Sunday, March 7, 2021

If You Can't Stand Lonesomeness, You Are Doomed to a Life of Misery

 


I've been wanting to use this photo for a long time, but I haven't been able to find the right post for it.  I'm just going to use it today.  I haven't anything to say, really.  Well, I do, but I'll not.  I started writing a post yesterday but today I don't care to finish it.  It is full of tongue-in-cheek pedantry because I fear I am no expert about what I wrote.  I just go along opining about morals and moral codes and "the unexamined life," and moral certitude or the lack thereof.  It is the sort of thing that sounds wonderful when you are writing it and is horrible when read.  I should write all my posts the day before I post them.  But no, that would be no good for everything would be deleted and there would be no blog.  

And wouldn't that be sad?

Stored entries
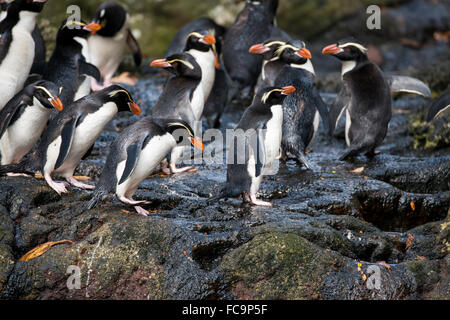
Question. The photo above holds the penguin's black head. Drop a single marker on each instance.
(271, 96)
(122, 98)
(347, 50)
(26, 5)
(71, 29)
(180, 64)
(268, 5)
(294, 52)
(178, 128)
(111, 16)
(267, 49)
(47, 94)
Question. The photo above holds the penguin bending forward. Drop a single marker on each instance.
(71, 135)
(368, 111)
(135, 154)
(108, 44)
(179, 99)
(260, 132)
(17, 46)
(24, 118)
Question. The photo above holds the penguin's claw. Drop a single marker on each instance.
(142, 211)
(74, 182)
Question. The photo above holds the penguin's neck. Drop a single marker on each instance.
(27, 20)
(308, 66)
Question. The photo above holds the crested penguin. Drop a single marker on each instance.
(108, 44)
(255, 144)
(24, 118)
(72, 133)
(178, 99)
(368, 111)
(67, 64)
(253, 25)
(303, 109)
(135, 154)
(17, 46)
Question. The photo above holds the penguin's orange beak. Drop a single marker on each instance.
(305, 53)
(57, 104)
(258, 49)
(288, 90)
(160, 63)
(208, 39)
(332, 49)
(93, 27)
(196, 142)
(135, 108)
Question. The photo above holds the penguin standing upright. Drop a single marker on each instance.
(107, 45)
(368, 112)
(24, 118)
(67, 64)
(253, 25)
(178, 98)
(260, 133)
(71, 135)
(303, 109)
(135, 154)
(17, 47)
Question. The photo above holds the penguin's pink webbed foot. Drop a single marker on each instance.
(59, 187)
(142, 211)
(257, 202)
(10, 174)
(74, 182)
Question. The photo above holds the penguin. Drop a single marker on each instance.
(178, 99)
(134, 156)
(67, 64)
(255, 144)
(304, 109)
(108, 44)
(253, 25)
(272, 65)
(369, 109)
(178, 42)
(17, 47)
(24, 118)
(71, 135)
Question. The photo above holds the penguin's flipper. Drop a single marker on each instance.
(409, 85)
(338, 107)
(260, 158)
(6, 120)
(135, 49)
(133, 152)
(323, 110)
(89, 69)
(67, 134)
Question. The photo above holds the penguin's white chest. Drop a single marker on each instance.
(107, 52)
(24, 133)
(274, 135)
(84, 137)
(16, 66)
(150, 157)
(206, 63)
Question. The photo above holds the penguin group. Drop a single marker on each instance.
(52, 112)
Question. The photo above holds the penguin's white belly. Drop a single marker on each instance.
(16, 66)
(107, 53)
(20, 138)
(85, 135)
(150, 157)
(206, 63)
(348, 124)
(274, 135)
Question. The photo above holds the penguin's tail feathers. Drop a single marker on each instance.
(99, 195)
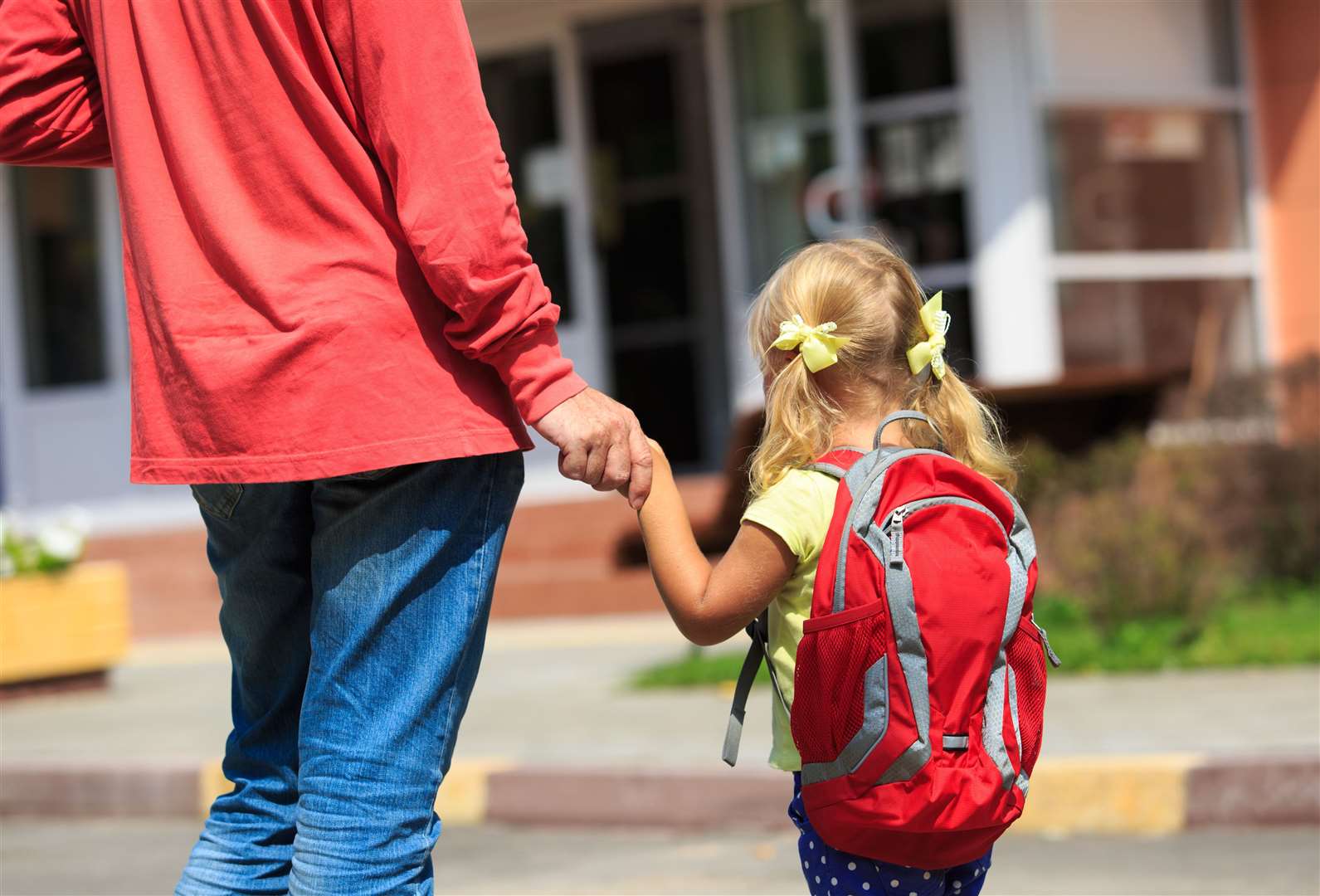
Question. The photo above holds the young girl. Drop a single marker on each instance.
(841, 341)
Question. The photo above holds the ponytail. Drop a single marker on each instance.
(967, 426)
(800, 419)
(874, 306)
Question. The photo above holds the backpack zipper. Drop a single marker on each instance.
(894, 522)
(894, 527)
(1045, 639)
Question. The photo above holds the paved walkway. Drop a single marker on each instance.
(37, 857)
(555, 692)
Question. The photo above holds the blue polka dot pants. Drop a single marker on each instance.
(830, 873)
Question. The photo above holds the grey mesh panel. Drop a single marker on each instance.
(991, 726)
(875, 719)
(853, 480)
(907, 635)
(1013, 709)
(1022, 552)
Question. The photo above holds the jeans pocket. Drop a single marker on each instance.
(218, 499)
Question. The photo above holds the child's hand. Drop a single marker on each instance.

## WHAT TO WORK ON
- A) Answer these questions about the blog post:
(i) On what date was the blog post published?
(ii) When did the writer start the post that the writer no longer cares to finish?
(iii) According to the writer, what would happen if all posts were written the day before posting?
- B) Echo a passage from the blog post word for word, beginning at the words that contain "Sunday, March 7, 2021" and stopping after "be no blog.".
The stored listing is material kept apart from the blog post.

## RESPONSES IN ORDER
- A)
(i) Sunday, March 7, 2021.
(ii) Yesterday.
(iii) Everything would be deleted and there would be no blog.

- B)
Sunday, March 7, 2021

If You Can't Stand Lonesomeness, You Are Doomed to a Life of Misery

 


I've been wanting to use this photo for a long time, but I haven't been able to find the right post for it.  I'm just going to use it today.  I haven't anything to say, really.  Well, I do, but I'll not.  I started writing a post yesterday but today I don't care to finish it.  It is full of tongue-in-cheek pedantry because I fear I am no expert about what I wrote.  I just go along opining about morals and moral codes and "the unexamined life," and moral certitude or the lack thereof.  It is the sort of thing that sounds wonderful when you are writing it and is horrible when read.  I should write all my posts the day before I post them.  But no, that would be no good for everything would be deleted and there would be no blog.